_Excerto selecionado_
++++++++++
Do Caldeirão para a Nazaré. Octávio Lourenço está a produzir na sua fábrica, em São Brás de Alportel, duas pranchas de surf projetadas para a famosa onda gigante de Portugal. “Uma delas será com rolhas de cortiça”, revelou o fundador da Ferox, ao Sul Informação, à margem da sua participação na Beta Talk de Setembro, no TEMPO – Teatro Municipal de Portimão, ao princípio da noite desta terça-feira, 16 de Setembro.
Octávio Lourenço e a (sua marca de pranchas) Ferox têm andado nas notícias devido ao mais recente e inovador modelo de prancha da marca algarvia feita com rolhas de cortiça. “É um processo de construção muito laborioso”, diz o shaper algarvio. O interior da prancha é feito com rolhas de cortiça, colocadas uma a uma, e poliuretano, para preencher os espaços e dar uniformidade ao bloco, que é depois cortado à medida, lixado e sujeito a uma laminação tradicional com fibra e resina.
O resultado é uma prancha com forte impacto estético, mas não só. Octávio Lourenço experimentou um modelo de 6,4 polegadas single finn (quilha única), na Praia da Galé, e desmistificou o peso acrescido da cortiça. “Fiquei surpreendido, a prancha funciona e bem, até com manobras no lip“, garantiu o shaper algarvio, prometendo para breve a publicação de um vídeo com imagens da já famosa prancha em ação.
Inovar esteticamente e recorrer a cores, padrões e materiais de referência cultural, predominantemente algarvia, são duas características da Ferox. Outra é produzir pranchas projetadas especificamente para determinado tipo de onda, referenciadas pela longa experiência do shaper enquanto surfista curioso em testar praias de Norte a Sul do País.
Os dois novos modelos em produção – um tradicional e o outro com rolhas – para surfar a onda gigante da Nazaré são a continuidade natural de um projeto iniciado quando Octávio Lourenço estudava Artes Plásticas nas Caldas da Rainha e que se transformou numa das marcas portuguesas de referência no fabrico de pranchas de surf. Um percurso de sucesso, sobre o qual o shaper algarvio falou na Beta Talk (conversa informal com empreendedores regionais) em Portimão.
Shaper com formação em Artes Plásticas
Octávio Lourenço tem 39 anos de idade e começou a fazer surf em Cabanas de Tavira, numa tarde em que manobrava uma prancha na água apenas com o intuito de salvar pessoas de um agueiro (gola, em algarvio). Pôs-se de pé na prancha e não mais parou. Fruto da sua veia artística, começou a fazer pranchas para si próprio, para os amigos e os amigos dos amigos, numa altura em que a Internet dava os primeiros passos em Portugal. “Não existia informação sobre como fazer pranchas. Depois consegui trocar emails com shapers californianos e australianos e comecei a fazer pranchas”.
++++++++++
_Excertos de um conjunto de dados de etiquetagem de pontos_
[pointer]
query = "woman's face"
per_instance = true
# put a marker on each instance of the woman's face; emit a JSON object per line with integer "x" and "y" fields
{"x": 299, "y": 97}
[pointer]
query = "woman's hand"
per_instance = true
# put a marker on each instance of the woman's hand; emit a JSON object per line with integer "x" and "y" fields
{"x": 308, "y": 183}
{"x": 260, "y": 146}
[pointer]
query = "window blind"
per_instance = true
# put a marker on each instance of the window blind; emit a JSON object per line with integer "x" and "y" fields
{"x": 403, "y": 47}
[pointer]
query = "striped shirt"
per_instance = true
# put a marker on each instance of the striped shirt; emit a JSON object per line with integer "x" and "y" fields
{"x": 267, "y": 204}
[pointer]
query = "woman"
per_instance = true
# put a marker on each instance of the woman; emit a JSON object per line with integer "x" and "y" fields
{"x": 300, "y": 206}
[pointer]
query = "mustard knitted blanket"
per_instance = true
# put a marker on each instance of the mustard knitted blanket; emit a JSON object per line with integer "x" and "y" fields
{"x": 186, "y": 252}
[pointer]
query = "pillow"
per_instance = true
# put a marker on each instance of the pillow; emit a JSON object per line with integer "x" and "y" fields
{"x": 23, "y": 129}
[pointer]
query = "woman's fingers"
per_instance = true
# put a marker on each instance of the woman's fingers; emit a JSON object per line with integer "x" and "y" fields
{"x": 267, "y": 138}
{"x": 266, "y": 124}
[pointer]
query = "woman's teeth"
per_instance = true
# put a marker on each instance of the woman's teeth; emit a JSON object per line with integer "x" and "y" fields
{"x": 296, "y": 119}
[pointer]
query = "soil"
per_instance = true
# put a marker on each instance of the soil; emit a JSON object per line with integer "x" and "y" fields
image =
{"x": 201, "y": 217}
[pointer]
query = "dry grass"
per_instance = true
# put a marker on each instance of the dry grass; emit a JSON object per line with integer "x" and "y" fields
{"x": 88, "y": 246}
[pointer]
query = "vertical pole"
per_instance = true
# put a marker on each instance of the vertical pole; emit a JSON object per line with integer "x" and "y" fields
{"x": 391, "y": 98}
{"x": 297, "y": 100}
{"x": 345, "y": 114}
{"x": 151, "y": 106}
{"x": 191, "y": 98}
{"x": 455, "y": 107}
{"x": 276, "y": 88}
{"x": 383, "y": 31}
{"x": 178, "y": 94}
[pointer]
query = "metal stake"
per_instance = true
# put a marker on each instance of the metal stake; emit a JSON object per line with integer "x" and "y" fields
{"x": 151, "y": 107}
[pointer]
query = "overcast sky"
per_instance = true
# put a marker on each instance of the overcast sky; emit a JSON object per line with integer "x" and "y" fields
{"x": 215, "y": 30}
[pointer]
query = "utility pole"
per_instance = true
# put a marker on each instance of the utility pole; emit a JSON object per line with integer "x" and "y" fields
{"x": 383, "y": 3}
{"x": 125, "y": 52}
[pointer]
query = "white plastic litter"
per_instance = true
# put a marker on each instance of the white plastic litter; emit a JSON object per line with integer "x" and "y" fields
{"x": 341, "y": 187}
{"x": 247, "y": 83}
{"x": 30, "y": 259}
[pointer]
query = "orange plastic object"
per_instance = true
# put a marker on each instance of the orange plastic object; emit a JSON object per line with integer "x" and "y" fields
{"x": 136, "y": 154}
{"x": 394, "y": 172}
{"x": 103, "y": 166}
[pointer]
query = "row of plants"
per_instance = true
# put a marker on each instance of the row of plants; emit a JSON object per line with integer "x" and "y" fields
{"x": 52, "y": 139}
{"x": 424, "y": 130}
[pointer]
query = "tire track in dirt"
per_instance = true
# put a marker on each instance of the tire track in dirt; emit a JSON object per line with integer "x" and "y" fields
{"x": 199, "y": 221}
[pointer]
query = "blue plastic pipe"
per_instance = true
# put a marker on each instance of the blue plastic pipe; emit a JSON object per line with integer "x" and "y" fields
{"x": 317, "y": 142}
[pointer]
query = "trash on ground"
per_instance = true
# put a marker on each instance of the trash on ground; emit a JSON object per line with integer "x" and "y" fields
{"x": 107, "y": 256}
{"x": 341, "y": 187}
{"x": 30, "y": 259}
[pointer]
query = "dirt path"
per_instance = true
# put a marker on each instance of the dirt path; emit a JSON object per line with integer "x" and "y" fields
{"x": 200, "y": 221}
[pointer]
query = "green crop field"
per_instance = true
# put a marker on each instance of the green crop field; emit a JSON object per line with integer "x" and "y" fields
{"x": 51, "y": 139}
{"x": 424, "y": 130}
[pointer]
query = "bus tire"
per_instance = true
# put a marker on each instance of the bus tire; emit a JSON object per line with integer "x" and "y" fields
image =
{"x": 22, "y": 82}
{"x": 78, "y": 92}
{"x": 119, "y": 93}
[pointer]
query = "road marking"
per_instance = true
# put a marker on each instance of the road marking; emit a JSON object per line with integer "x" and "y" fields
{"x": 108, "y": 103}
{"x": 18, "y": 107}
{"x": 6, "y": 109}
++++++++++
_Ações a realizar_
a) Reproduza, do texto sobre as pranchas de cortiça da Ferox, tudo o que vai desde "Octávio Lourenço e a" até "prancha em ação.".
b) Prossiga o texto sobre as pranchas de cortiça da Ferox a partir da última frase apresentada.

_Respostas do exercício_
a)
Octávio Lourenço e a (sua marca de pranchas) Ferox têm andado nas notícias devido ao mais recente e inovador modelo de prancha da marca algarvia feita com rolhas de cortiça. “É um processo de construção muito laborioso”, diz o shaper algarvio. O interior da prancha é feito com rolhas de cortiça, colocadas uma a uma, e poliuretano, para preencher os espaços e dar uniformidade ao bloco, que é depois cortado à medida, lixado e sujeito a uma laminação tradicional com fibra e resina.
O resultado é uma prancha com forte impacto estético, mas não só. Octávio Lourenço experimentou um modelo de 6,4 polegadas single finn (quilha única), na Praia da Galé, e desmistificou o peso acrescido da cortiça. “Fiquei surpreendido, a prancha funciona e bem, até com manobras no lip“, garantiu o shaper algarvio, prometendo para breve a publicação de um vídeo com imagens da já famosa prancha em ação.

b)
Nas Caldas da Rainha, onde estudava Artes Plásticas, um amigo propôs-lhe que fosse fabricar pranchas numa loja local. “Fiz três pranchas, que se venderam em menos de três dias. Ao fim de uma semana, o meu amigo pediu-me mais cinco pranchas. Aí apercebi-me do potencial da coisa”, disse Octávio Lourenço. O shaper ainda a começar compreendeu também que essas primeiras pranchas venderam bem por terem um aspeto estético diferenciado. “Não sei se funcionavam bem, mas eram lindíssimas”, diz, agora, com humor.
Oficina da Ferox é na antiga fábrica de rolhas do avô
A prancha de surf enquanto objeto funcional e artístico foi a primeira lição que Octávio assimilou e depois consolidou, apresentando o tema como projeto final de curso em Artes Plásticas. Terminados os estudos nas Caldas da Rainha, Octávio Lourenço regressou à sua vila natal, São Brás de Alportel, e aí fundou a Ferox, há 14 anos, numa antiga fábrica de rolhas que era do seu avô. “Faço questão que seja um projeto algarvio. Uma fábrica de pranchas de surf no meio da serra não é normal. Mas faz parte da identidade da marca; levar as pessoas a conhecer o interior do Algarve”, diz Octávio Lourenço.
Octávio Lourenço: Uma fábrica de pranchas de surf no meio da serra não é normal. Mas faz parte da identidade da marca; levar as pessoas a conhecer o interior do Algarve
A fábrica está aberta a quem a queira visitar e prima pelo asseio, o que surpreende num meio de produção que envolve pó e produtos químicos. Ferox é o nome de uma espécie de tubarão habitual nas águas algarvias. “É uma palavra que define muito bem os algarvios. Temos uma personalidade muito específica. E somos um pouco antiquados. Ligamos muito à honra e ao compromisso”, comenta o shaper algarvio. Honra e compromisso são dois pilares da marca Ferox na procura de qualidade e na relação com o cliente.
À medida de cada onda e cliente
A Ferox produz pranchas para ondas específicas e para cada cliente. Por exemplo: a prancha normal que Octávio mostrou no TEMPO tem um tail (ponta oposta ao bico, nose) batizado chainsaw e que foi especificamente projetado para o Kanguru, a super onda que por vezes aparece em frente ao Portinho da Arrifana. Mas o tamanho e o volume da prancha são outros detalhes adaptados às características técnicas e físicas de cada surfista. “Acompanhar o cliente é o que nos diferencia. A parte mais difícil do trabalho é mesmo interpretar o pedido do cliente”, sublinha Octávio Lourenço.
Para este rigor técnico também contribui, e muito, a análise feita pelos surfistas a quem a Ferox disponibiliza pranchas, nomeadamente Alex Botelho, Frederico ‘Martim’ Magalhães, João Serafim, Yolanda Hopkins, entre outros atletas algarvios. Eles testam as pranchas e indicam o que está bem e o que está mal. A evolução é um processo contínuo na busca da satisfação do cliente, a base do marketing boca-a-boca, que transformou a Ferox numa marca de referencia nacional.
Ferox produz 600 a 900 pranchas por ano
Há cinco anos, a Ferox adquiriu uma máquina industrial de shape e, atualmente, tem uma capacidade de produção de 600 a 900 pranchas por ano, assente numa rigorosa política de preços, para não diferenciar o cliente direto do cliente nas lojas com quem a marca quer continuar a trabalhar.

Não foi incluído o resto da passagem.